Stored rows:
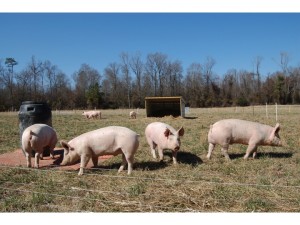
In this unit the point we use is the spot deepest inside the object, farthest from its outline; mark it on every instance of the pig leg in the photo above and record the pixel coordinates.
(254, 153)
(251, 148)
(37, 159)
(224, 150)
(161, 154)
(174, 155)
(126, 159)
(28, 158)
(152, 147)
(210, 149)
(84, 159)
(130, 164)
(95, 160)
(52, 151)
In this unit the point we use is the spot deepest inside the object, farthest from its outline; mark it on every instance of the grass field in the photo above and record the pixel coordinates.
(270, 183)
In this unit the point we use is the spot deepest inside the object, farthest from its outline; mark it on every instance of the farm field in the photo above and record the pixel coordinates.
(269, 183)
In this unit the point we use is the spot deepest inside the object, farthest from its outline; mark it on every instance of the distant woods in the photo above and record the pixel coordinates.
(126, 82)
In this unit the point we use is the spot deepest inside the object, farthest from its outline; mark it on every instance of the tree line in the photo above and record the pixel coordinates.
(126, 82)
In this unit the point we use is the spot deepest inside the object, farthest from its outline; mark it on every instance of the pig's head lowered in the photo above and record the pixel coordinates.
(70, 156)
(274, 137)
(173, 139)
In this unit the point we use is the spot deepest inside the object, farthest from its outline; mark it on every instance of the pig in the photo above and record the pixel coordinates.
(163, 136)
(132, 115)
(92, 114)
(253, 134)
(112, 140)
(37, 137)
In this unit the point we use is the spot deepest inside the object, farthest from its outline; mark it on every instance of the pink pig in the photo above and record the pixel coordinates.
(36, 137)
(163, 136)
(111, 140)
(230, 131)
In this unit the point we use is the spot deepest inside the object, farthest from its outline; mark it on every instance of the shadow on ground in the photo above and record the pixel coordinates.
(263, 155)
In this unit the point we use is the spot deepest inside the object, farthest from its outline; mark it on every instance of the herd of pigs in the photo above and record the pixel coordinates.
(114, 140)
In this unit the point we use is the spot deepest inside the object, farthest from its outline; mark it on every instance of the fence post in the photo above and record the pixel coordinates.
(276, 112)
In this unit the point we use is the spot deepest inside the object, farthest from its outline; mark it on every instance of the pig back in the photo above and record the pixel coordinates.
(238, 131)
(155, 132)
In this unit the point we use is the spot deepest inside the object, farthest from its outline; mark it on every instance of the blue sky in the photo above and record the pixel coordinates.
(68, 40)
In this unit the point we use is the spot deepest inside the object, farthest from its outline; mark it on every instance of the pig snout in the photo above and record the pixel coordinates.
(177, 148)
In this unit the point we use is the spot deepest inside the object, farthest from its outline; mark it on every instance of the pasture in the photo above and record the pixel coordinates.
(270, 183)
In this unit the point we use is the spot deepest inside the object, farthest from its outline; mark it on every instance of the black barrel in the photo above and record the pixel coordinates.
(32, 112)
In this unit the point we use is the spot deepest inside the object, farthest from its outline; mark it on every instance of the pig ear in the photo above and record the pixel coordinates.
(66, 146)
(180, 131)
(167, 132)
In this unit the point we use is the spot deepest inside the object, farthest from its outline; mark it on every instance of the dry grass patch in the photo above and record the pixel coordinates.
(269, 183)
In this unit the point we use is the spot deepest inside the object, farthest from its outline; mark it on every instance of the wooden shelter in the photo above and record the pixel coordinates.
(164, 106)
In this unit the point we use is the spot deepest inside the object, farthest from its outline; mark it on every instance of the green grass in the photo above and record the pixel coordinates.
(270, 183)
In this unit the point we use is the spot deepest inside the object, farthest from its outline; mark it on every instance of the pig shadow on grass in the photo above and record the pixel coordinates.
(185, 158)
(150, 166)
(263, 155)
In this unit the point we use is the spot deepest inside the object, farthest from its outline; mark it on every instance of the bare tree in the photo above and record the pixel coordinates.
(125, 66)
(194, 85)
(112, 76)
(137, 67)
(156, 68)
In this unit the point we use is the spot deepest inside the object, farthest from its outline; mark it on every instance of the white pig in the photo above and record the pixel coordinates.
(92, 114)
(37, 137)
(163, 136)
(253, 134)
(112, 140)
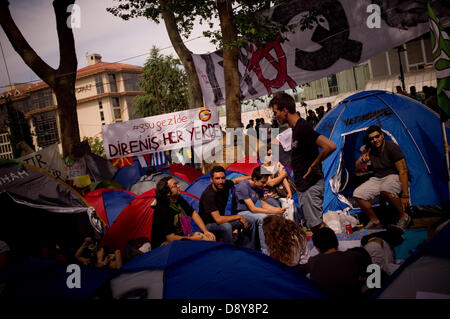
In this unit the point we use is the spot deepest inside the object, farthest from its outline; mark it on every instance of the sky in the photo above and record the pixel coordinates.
(100, 32)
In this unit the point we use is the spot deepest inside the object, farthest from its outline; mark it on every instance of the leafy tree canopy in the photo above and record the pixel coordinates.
(251, 23)
(165, 85)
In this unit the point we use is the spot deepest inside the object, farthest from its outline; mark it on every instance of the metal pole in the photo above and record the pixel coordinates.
(444, 135)
(402, 75)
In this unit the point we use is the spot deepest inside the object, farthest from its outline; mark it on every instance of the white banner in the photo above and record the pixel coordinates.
(162, 132)
(351, 32)
(48, 159)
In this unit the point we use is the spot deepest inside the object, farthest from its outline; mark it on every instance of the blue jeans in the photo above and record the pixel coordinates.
(311, 203)
(225, 231)
(256, 230)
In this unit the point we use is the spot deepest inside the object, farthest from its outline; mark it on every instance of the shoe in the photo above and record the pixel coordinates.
(374, 225)
(404, 222)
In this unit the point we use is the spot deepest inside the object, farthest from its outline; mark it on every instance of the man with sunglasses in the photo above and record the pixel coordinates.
(390, 178)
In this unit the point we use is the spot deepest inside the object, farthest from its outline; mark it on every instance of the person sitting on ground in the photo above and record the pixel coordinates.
(399, 90)
(390, 178)
(244, 198)
(285, 240)
(136, 247)
(413, 94)
(279, 183)
(320, 112)
(171, 216)
(250, 124)
(87, 253)
(339, 272)
(312, 119)
(213, 202)
(380, 247)
(109, 258)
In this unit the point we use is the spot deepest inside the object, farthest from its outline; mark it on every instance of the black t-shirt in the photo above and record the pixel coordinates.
(304, 152)
(166, 220)
(212, 201)
(383, 163)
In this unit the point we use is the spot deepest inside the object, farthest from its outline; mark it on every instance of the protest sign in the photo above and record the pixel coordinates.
(162, 132)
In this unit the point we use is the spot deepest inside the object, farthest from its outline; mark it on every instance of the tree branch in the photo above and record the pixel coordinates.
(21, 46)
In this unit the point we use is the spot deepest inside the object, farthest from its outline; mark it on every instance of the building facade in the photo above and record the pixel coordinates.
(104, 91)
(379, 73)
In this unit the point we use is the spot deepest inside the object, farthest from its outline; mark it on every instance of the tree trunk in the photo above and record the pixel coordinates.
(62, 80)
(230, 63)
(195, 97)
(68, 120)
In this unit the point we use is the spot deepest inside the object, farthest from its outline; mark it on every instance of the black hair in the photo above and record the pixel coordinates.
(325, 239)
(371, 129)
(283, 101)
(217, 169)
(257, 174)
(162, 190)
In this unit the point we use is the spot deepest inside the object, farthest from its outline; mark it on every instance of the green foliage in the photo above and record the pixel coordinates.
(165, 85)
(96, 145)
(19, 129)
(249, 18)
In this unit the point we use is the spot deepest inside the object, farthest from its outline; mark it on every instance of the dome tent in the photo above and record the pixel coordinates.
(411, 125)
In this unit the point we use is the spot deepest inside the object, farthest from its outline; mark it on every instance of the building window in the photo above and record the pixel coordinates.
(332, 84)
(23, 106)
(99, 84)
(116, 108)
(117, 114)
(41, 99)
(46, 130)
(131, 80)
(112, 82)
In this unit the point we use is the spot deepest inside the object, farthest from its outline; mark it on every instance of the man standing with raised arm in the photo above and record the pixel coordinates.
(305, 158)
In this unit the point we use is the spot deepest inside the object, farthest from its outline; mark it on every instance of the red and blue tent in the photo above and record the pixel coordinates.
(109, 203)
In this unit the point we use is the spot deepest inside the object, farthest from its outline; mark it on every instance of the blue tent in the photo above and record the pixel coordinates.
(210, 270)
(413, 126)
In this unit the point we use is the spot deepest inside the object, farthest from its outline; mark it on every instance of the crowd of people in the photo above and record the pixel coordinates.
(265, 226)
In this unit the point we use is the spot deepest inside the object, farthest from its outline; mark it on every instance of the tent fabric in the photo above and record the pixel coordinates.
(146, 183)
(133, 168)
(39, 210)
(414, 127)
(425, 274)
(133, 222)
(185, 172)
(245, 165)
(211, 270)
(204, 181)
(109, 203)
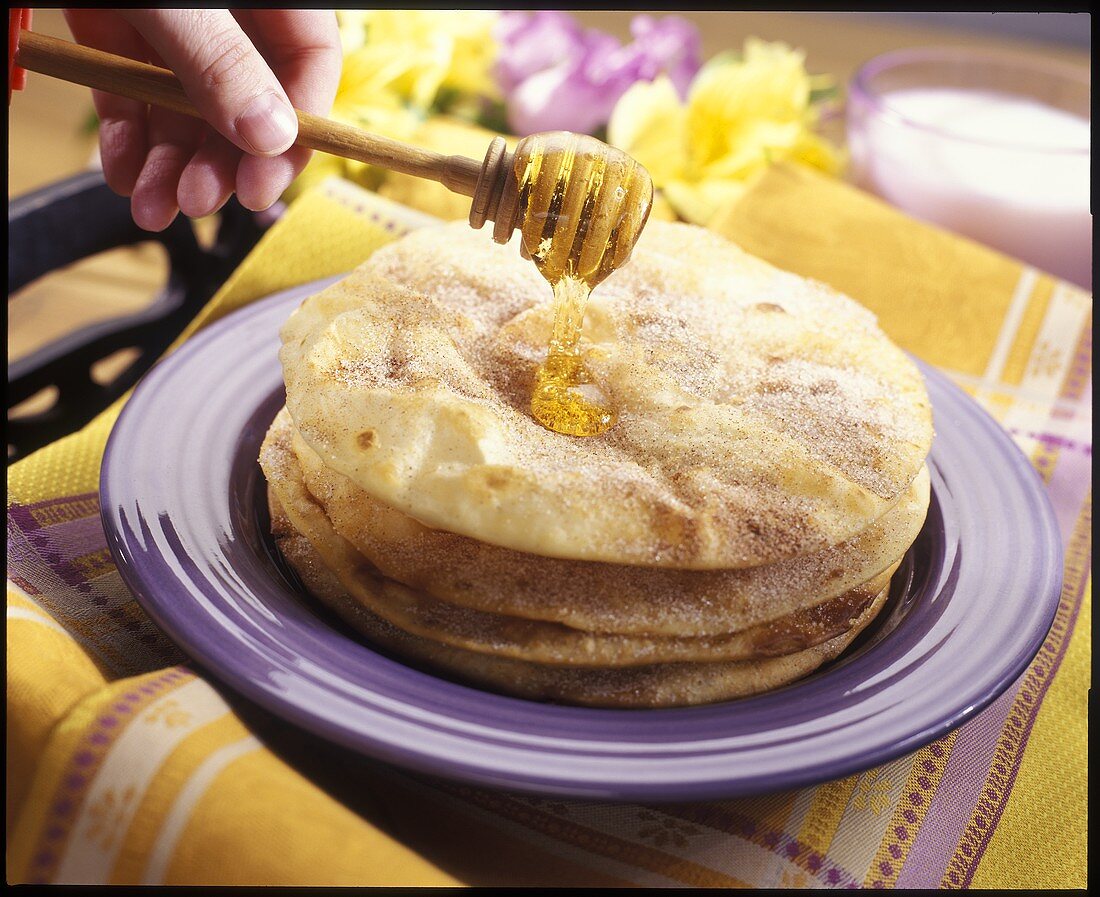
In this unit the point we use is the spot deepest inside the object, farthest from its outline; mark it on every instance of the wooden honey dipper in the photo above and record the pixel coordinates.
(494, 183)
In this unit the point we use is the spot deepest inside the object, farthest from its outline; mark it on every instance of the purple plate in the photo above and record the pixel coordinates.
(184, 507)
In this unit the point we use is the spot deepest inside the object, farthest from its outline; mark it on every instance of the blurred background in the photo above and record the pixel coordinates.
(52, 131)
(47, 139)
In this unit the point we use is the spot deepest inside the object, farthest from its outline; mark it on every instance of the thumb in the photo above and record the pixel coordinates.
(222, 74)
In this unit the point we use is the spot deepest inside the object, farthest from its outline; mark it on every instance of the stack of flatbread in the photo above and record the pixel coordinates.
(737, 527)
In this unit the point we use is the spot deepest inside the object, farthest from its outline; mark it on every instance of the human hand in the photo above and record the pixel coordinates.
(243, 69)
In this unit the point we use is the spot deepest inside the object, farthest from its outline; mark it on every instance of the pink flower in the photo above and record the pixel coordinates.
(559, 76)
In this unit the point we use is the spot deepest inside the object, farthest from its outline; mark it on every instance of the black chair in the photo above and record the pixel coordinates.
(75, 219)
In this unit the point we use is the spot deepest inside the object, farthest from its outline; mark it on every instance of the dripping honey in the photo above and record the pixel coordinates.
(583, 206)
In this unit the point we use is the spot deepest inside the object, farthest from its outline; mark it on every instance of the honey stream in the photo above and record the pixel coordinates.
(583, 206)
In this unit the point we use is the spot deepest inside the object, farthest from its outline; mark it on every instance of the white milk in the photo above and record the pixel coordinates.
(988, 165)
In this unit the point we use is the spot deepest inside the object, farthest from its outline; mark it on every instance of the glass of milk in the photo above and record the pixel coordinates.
(990, 145)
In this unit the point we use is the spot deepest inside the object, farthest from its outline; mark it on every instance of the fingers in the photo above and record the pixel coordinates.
(209, 178)
(174, 140)
(122, 122)
(303, 47)
(223, 75)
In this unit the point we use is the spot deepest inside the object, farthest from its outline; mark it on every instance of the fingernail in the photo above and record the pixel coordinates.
(268, 126)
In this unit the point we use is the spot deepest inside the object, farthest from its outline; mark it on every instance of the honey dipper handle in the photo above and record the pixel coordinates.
(160, 87)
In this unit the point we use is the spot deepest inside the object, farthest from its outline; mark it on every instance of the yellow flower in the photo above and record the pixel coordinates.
(397, 65)
(415, 54)
(741, 113)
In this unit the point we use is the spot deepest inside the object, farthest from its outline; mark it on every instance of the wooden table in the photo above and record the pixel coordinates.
(46, 142)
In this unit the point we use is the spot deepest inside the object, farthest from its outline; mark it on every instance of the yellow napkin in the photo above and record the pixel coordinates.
(124, 766)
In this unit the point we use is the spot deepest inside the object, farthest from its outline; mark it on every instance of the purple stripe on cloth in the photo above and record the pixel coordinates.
(1058, 441)
(73, 538)
(976, 777)
(715, 816)
(958, 791)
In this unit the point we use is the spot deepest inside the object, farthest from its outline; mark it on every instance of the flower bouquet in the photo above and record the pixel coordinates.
(451, 79)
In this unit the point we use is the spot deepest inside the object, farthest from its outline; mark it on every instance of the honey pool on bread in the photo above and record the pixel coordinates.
(583, 208)
(735, 528)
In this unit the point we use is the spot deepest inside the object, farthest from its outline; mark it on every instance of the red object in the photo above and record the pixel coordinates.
(17, 77)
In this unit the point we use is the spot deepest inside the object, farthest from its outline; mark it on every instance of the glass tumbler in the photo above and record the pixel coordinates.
(990, 145)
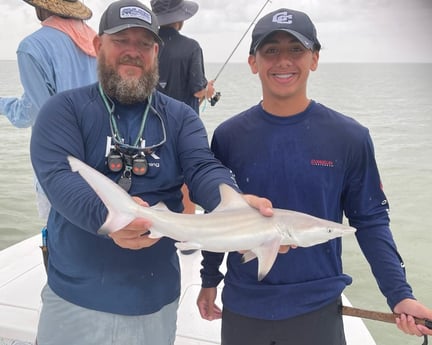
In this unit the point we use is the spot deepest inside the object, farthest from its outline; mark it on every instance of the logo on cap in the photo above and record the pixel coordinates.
(135, 12)
(282, 18)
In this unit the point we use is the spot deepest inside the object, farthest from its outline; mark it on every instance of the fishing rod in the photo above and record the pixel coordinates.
(385, 317)
(217, 95)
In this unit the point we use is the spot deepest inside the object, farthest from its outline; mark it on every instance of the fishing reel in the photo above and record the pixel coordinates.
(215, 99)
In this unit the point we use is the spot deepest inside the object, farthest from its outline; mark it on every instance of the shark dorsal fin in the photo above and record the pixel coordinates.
(230, 199)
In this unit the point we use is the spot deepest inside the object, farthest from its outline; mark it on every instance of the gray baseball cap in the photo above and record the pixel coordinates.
(294, 22)
(124, 14)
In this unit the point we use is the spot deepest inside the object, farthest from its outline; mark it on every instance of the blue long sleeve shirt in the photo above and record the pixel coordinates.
(91, 270)
(49, 62)
(318, 162)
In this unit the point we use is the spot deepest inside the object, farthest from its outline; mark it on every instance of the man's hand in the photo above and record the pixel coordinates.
(266, 209)
(135, 234)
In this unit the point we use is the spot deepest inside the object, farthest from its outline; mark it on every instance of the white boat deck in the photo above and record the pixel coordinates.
(22, 276)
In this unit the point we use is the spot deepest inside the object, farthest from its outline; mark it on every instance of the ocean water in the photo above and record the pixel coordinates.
(393, 100)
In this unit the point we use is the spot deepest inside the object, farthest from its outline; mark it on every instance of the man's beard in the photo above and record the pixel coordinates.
(127, 91)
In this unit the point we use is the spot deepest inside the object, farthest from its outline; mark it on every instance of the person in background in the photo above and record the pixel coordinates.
(57, 57)
(181, 63)
(311, 159)
(122, 288)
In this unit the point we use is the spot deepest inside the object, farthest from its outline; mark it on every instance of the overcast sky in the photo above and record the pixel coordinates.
(349, 30)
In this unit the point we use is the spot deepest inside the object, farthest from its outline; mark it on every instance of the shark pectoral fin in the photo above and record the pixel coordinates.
(155, 234)
(187, 245)
(266, 255)
(160, 206)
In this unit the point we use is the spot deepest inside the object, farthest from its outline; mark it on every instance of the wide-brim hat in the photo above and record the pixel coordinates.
(173, 11)
(64, 8)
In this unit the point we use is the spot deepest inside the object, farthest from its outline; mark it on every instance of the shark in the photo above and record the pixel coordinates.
(232, 226)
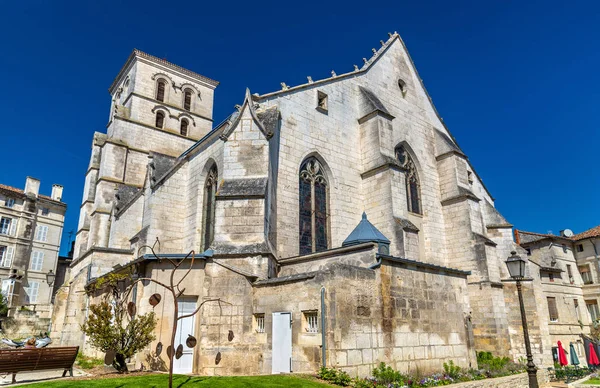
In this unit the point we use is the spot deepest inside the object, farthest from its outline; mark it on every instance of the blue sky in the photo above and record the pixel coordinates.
(517, 84)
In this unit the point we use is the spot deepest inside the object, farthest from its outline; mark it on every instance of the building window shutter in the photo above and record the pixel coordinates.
(552, 310)
(37, 261)
(184, 125)
(160, 119)
(8, 255)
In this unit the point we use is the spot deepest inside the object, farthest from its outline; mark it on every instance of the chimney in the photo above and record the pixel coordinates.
(56, 192)
(32, 186)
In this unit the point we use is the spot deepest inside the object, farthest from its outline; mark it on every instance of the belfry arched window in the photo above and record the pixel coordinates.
(210, 191)
(160, 119)
(187, 99)
(413, 186)
(183, 127)
(160, 90)
(313, 207)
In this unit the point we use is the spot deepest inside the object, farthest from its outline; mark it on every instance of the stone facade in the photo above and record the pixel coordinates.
(30, 233)
(274, 192)
(559, 289)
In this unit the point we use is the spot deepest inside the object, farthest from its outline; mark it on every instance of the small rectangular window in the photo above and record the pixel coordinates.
(311, 321)
(586, 275)
(37, 261)
(322, 101)
(552, 310)
(5, 225)
(32, 291)
(570, 273)
(592, 306)
(41, 233)
(259, 323)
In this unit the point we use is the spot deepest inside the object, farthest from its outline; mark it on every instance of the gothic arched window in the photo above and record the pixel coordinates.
(313, 207)
(160, 119)
(210, 191)
(187, 99)
(160, 90)
(413, 186)
(183, 127)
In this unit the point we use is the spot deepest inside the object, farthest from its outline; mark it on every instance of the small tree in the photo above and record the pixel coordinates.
(113, 328)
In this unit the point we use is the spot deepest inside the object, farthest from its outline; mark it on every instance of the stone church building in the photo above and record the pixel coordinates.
(339, 220)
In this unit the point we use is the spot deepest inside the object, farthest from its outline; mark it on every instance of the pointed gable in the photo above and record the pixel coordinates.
(364, 232)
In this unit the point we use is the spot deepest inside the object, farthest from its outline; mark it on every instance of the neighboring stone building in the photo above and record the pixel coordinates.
(560, 288)
(277, 196)
(31, 226)
(587, 252)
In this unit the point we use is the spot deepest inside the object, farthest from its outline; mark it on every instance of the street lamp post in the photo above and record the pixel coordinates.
(516, 268)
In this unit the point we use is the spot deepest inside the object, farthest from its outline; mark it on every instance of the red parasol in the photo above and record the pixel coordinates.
(562, 357)
(593, 358)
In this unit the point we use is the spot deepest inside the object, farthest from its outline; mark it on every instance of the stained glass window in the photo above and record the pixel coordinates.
(313, 208)
(210, 190)
(413, 186)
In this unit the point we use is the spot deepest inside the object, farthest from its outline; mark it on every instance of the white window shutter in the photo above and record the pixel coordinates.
(8, 257)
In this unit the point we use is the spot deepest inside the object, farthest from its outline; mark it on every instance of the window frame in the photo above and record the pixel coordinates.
(160, 115)
(41, 233)
(33, 292)
(310, 319)
(209, 207)
(37, 261)
(312, 174)
(187, 105)
(182, 129)
(552, 308)
(412, 182)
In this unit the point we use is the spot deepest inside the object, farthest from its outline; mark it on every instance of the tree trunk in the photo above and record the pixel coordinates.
(120, 364)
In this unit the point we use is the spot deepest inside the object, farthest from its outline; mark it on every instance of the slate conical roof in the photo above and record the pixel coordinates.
(365, 232)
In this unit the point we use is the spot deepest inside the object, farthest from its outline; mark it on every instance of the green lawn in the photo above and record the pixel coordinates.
(179, 381)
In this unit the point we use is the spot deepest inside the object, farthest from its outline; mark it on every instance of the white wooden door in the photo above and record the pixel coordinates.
(185, 327)
(282, 343)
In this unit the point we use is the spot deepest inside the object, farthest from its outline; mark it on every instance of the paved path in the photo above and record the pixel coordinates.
(45, 375)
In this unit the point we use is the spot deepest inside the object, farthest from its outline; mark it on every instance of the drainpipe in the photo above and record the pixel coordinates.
(323, 327)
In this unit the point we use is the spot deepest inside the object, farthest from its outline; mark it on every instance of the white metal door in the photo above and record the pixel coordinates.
(185, 327)
(282, 343)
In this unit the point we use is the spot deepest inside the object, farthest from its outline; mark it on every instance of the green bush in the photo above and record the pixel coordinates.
(3, 306)
(85, 362)
(335, 376)
(385, 375)
(452, 370)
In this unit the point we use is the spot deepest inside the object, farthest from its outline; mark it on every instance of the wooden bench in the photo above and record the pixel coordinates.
(28, 360)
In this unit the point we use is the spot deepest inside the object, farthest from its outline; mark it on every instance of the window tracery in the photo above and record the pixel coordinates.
(313, 207)
(210, 191)
(413, 185)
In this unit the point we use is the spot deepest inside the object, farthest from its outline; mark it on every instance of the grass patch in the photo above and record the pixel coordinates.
(85, 362)
(179, 381)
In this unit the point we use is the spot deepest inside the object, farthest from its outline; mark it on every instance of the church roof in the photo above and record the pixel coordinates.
(594, 232)
(365, 231)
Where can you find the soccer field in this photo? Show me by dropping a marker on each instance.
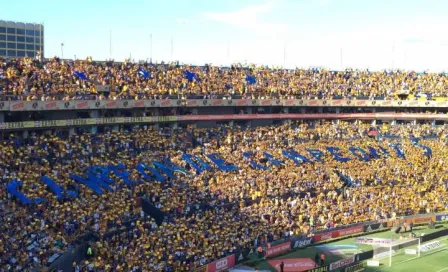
(436, 261)
(433, 261)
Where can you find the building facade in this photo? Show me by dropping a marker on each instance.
(21, 39)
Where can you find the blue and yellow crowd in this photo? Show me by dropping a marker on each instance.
(34, 79)
(214, 213)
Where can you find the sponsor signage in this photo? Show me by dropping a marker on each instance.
(325, 268)
(59, 105)
(421, 219)
(293, 265)
(342, 263)
(374, 227)
(302, 242)
(373, 263)
(355, 267)
(223, 264)
(443, 217)
(430, 246)
(373, 241)
(278, 249)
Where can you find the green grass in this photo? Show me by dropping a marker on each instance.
(431, 262)
(435, 261)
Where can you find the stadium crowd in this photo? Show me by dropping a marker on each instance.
(213, 213)
(34, 79)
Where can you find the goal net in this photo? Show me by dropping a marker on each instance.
(396, 251)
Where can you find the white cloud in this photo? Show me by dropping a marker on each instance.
(249, 18)
(182, 21)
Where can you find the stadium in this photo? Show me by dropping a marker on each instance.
(124, 165)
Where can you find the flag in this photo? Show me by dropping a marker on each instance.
(251, 80)
(143, 73)
(81, 75)
(190, 76)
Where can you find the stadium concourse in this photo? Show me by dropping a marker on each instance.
(33, 79)
(276, 181)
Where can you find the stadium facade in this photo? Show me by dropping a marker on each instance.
(94, 115)
(19, 39)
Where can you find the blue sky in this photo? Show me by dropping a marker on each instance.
(335, 34)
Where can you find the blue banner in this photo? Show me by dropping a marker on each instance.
(443, 217)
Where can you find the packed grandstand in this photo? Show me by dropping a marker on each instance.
(213, 191)
(35, 79)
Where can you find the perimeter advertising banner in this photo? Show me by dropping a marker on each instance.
(325, 268)
(442, 217)
(293, 265)
(278, 249)
(342, 263)
(338, 233)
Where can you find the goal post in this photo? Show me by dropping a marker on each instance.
(397, 251)
(390, 251)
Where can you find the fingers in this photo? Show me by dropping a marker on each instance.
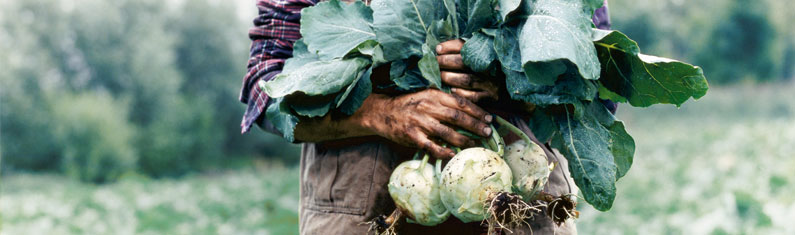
(431, 147)
(450, 47)
(463, 120)
(451, 61)
(468, 81)
(460, 103)
(474, 96)
(449, 135)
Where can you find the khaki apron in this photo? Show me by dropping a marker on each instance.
(344, 186)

Do this:
Output only the lines running from the line with "Where can you find the perimeter" through the last line of the entries above, inclusive, with pictures excluded.

Task output:
Where can you find the perimeter advertising banner in this photo? Show me by dropping a marker on each instance.
(325, 268)
(442, 217)
(293, 265)
(278, 249)
(342, 263)
(338, 233)
Where can you find the goal post in this photo? Show me by dropping a marker on each instance.
(397, 251)
(390, 251)
Where can you find the fingers in this photo? Show me by dropping a marker on each instance.
(431, 147)
(450, 47)
(463, 120)
(451, 61)
(468, 81)
(460, 103)
(474, 96)
(449, 135)
Where can you find the khaki apron in this photo? Show me by dropping a marker on each instance.
(344, 186)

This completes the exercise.